● **EXERCISE MATERIAL**:
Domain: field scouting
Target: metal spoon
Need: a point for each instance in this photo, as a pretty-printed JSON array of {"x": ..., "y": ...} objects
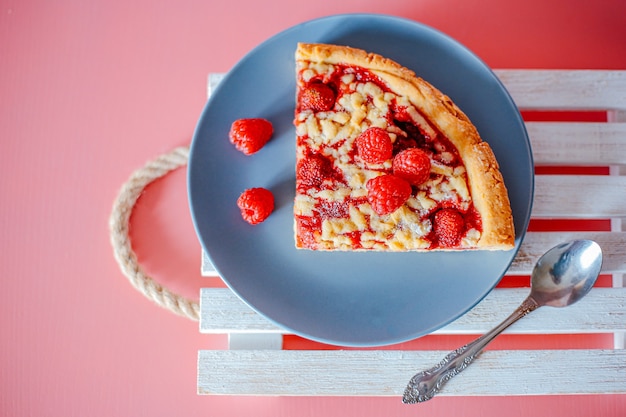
[{"x": 562, "y": 276}]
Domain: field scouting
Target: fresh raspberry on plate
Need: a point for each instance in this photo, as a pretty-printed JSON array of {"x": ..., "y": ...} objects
[
  {"x": 413, "y": 165},
  {"x": 449, "y": 227},
  {"x": 374, "y": 145},
  {"x": 250, "y": 135},
  {"x": 256, "y": 204},
  {"x": 387, "y": 193},
  {"x": 313, "y": 170},
  {"x": 317, "y": 97}
]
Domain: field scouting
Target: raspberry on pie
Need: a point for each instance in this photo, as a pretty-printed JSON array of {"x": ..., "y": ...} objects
[{"x": 386, "y": 162}]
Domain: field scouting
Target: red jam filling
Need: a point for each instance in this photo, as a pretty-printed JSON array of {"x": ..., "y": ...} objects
[{"x": 318, "y": 175}]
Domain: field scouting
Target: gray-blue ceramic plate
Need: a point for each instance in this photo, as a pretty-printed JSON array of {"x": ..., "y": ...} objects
[{"x": 349, "y": 299}]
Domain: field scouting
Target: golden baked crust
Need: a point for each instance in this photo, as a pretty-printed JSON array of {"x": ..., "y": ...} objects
[{"x": 486, "y": 186}]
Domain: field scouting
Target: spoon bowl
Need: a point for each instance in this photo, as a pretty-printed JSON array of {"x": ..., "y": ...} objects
[
  {"x": 561, "y": 277},
  {"x": 566, "y": 273}
]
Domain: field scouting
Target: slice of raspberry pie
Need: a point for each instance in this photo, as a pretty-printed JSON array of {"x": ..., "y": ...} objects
[{"x": 386, "y": 162}]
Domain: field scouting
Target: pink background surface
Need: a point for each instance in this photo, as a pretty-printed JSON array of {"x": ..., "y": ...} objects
[{"x": 89, "y": 91}]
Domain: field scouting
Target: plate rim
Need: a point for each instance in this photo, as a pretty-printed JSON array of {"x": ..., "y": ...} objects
[{"x": 388, "y": 19}]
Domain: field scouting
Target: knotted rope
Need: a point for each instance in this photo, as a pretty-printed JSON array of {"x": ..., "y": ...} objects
[{"x": 119, "y": 228}]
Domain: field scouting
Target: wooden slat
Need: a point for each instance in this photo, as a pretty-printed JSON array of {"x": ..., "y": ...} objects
[
  {"x": 536, "y": 372},
  {"x": 386, "y": 373},
  {"x": 577, "y": 144},
  {"x": 602, "y": 311},
  {"x": 579, "y": 196},
  {"x": 566, "y": 89},
  {"x": 535, "y": 244}
]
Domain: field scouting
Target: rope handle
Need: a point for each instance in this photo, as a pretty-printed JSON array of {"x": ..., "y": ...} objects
[{"x": 119, "y": 227}]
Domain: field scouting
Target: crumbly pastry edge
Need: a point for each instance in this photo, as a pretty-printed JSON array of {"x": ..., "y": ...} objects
[{"x": 489, "y": 193}]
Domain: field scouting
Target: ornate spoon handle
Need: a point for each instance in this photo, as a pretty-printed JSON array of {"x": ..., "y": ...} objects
[{"x": 426, "y": 384}]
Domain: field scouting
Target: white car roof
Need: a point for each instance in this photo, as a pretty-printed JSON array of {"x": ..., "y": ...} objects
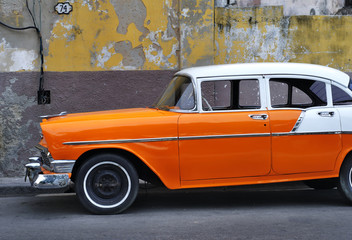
[{"x": 267, "y": 69}]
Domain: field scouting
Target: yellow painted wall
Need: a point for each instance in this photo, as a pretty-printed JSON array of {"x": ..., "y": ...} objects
[
  {"x": 87, "y": 39},
  {"x": 265, "y": 35},
  {"x": 171, "y": 34}
]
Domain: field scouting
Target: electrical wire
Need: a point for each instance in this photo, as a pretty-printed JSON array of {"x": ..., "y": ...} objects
[{"x": 41, "y": 80}]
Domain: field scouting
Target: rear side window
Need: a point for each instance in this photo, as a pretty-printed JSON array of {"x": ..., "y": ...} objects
[
  {"x": 230, "y": 95},
  {"x": 297, "y": 93},
  {"x": 340, "y": 97}
]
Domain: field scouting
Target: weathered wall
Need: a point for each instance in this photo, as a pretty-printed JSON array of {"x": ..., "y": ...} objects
[
  {"x": 291, "y": 7},
  {"x": 265, "y": 34},
  {"x": 118, "y": 54},
  {"x": 196, "y": 32}
]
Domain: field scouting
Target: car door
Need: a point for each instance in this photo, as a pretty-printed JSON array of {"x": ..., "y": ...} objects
[
  {"x": 230, "y": 136},
  {"x": 305, "y": 126}
]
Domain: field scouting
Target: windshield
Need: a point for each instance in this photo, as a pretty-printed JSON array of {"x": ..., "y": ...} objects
[{"x": 178, "y": 95}]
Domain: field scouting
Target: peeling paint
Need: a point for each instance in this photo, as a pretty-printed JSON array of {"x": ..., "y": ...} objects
[
  {"x": 14, "y": 131},
  {"x": 15, "y": 59},
  {"x": 84, "y": 41}
]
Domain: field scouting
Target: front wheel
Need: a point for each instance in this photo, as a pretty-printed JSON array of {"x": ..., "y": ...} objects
[
  {"x": 345, "y": 179},
  {"x": 106, "y": 184}
]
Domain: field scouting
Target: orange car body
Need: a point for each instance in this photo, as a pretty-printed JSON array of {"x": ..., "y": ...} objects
[
  {"x": 213, "y": 126},
  {"x": 158, "y": 139}
]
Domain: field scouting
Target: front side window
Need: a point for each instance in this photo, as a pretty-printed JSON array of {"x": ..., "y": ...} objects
[
  {"x": 230, "y": 95},
  {"x": 179, "y": 95},
  {"x": 297, "y": 93},
  {"x": 340, "y": 97}
]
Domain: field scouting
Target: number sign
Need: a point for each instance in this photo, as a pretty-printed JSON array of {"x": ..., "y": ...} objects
[{"x": 63, "y": 8}]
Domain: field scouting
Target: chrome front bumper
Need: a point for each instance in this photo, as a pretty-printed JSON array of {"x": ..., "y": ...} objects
[{"x": 44, "y": 181}]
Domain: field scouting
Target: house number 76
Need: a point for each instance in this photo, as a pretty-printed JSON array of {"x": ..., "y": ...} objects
[{"x": 63, "y": 8}]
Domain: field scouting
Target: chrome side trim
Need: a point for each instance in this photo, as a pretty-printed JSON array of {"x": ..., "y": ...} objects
[
  {"x": 122, "y": 141},
  {"x": 299, "y": 121},
  {"x": 51, "y": 181},
  {"x": 63, "y": 166},
  {"x": 166, "y": 139},
  {"x": 142, "y": 140},
  {"x": 54, "y": 115},
  {"x": 303, "y": 133},
  {"x": 225, "y": 136}
]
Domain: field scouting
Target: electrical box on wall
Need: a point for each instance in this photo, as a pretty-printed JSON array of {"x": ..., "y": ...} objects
[{"x": 43, "y": 97}]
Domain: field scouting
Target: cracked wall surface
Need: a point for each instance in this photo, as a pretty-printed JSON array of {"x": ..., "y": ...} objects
[
  {"x": 115, "y": 35},
  {"x": 109, "y": 54},
  {"x": 264, "y": 34}
]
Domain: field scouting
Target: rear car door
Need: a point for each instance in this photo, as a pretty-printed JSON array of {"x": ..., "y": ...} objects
[
  {"x": 306, "y": 132},
  {"x": 230, "y": 137}
]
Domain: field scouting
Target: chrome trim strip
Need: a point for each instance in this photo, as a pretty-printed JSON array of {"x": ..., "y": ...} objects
[
  {"x": 225, "y": 136},
  {"x": 122, "y": 141},
  {"x": 304, "y": 133},
  {"x": 142, "y": 140},
  {"x": 166, "y": 139},
  {"x": 54, "y": 115},
  {"x": 299, "y": 121},
  {"x": 63, "y": 166}
]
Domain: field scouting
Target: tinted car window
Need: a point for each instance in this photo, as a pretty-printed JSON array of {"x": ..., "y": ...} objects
[
  {"x": 340, "y": 97},
  {"x": 297, "y": 93},
  {"x": 230, "y": 95}
]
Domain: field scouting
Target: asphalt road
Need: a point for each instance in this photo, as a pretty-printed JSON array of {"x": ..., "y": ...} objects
[{"x": 192, "y": 214}]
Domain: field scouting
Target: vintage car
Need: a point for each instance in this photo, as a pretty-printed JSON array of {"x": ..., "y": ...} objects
[{"x": 221, "y": 125}]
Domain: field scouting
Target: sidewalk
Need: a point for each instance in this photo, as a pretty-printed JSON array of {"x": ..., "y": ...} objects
[{"x": 17, "y": 186}]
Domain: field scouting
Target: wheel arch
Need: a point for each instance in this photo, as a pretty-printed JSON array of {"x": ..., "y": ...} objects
[
  {"x": 347, "y": 156},
  {"x": 144, "y": 171}
]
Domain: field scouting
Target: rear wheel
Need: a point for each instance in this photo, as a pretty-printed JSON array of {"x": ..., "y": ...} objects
[
  {"x": 345, "y": 179},
  {"x": 106, "y": 184}
]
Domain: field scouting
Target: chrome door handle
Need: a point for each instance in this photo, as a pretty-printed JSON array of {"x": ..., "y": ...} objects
[
  {"x": 326, "y": 114},
  {"x": 259, "y": 116}
]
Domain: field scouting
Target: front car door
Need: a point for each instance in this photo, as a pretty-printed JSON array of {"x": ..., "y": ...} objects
[
  {"x": 306, "y": 132},
  {"x": 230, "y": 136}
]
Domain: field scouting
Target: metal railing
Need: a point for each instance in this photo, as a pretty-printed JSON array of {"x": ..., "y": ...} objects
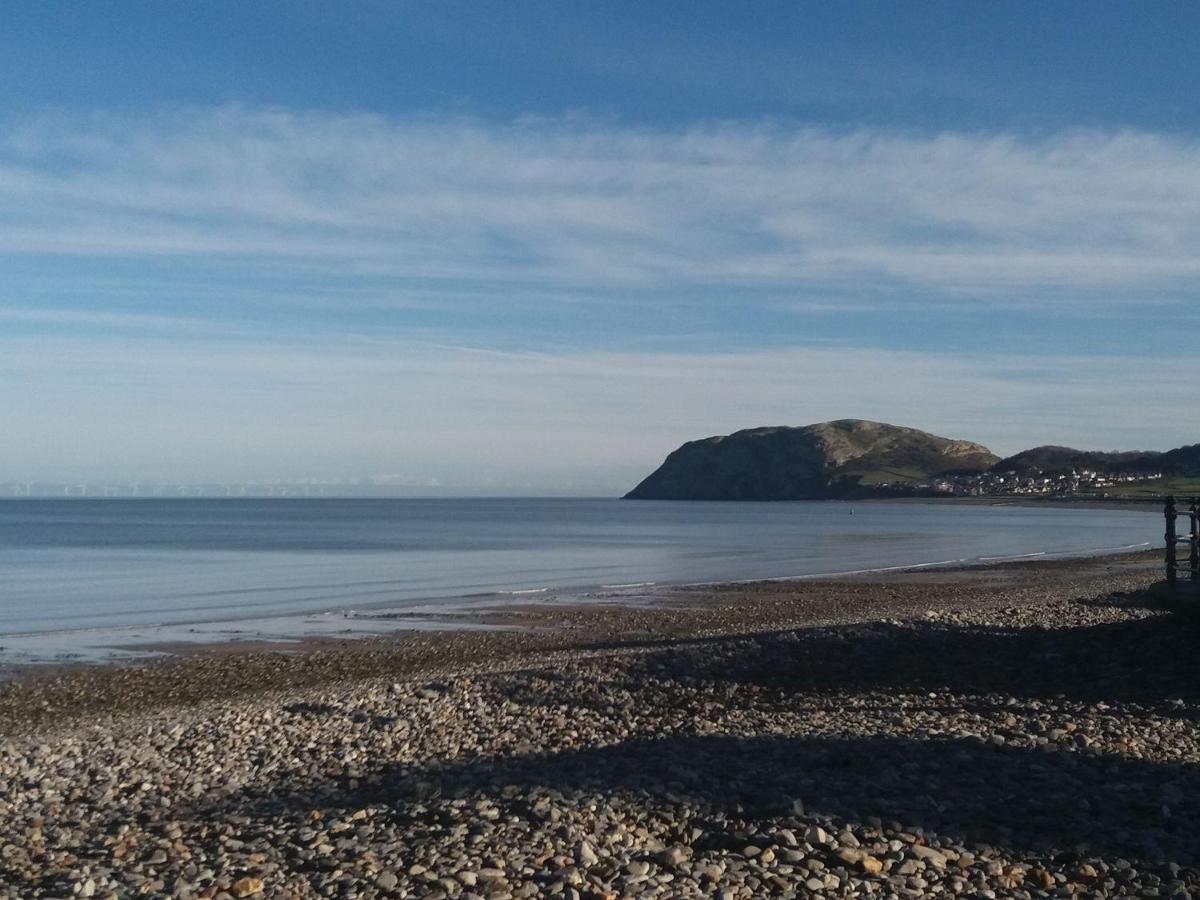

● **YOUR OBJECTIVE**: List every line of the records above that contains the string "wheel", copying each line in full.

● **RESPONSE FOR THIS EXERCISE**:
Target: front wheel
Target: wheel arch
Target: rear wheel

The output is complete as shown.